**Supplied material**
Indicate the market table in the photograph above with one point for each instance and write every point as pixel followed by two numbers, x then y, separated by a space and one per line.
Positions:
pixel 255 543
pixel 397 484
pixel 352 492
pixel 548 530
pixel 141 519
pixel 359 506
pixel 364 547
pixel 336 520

**Your task**
Please repeat the material exactly as it appears above.

**Written response**
Indicate the market table in the photograph above with one point for each instance and write every point as pixel followed by two numbers, x then y, separated by a space and one per line.
Positions:
pixel 255 543
pixel 397 484
pixel 352 492
pixel 548 530
pixel 141 519
pixel 359 506
pixel 364 547
pixel 336 520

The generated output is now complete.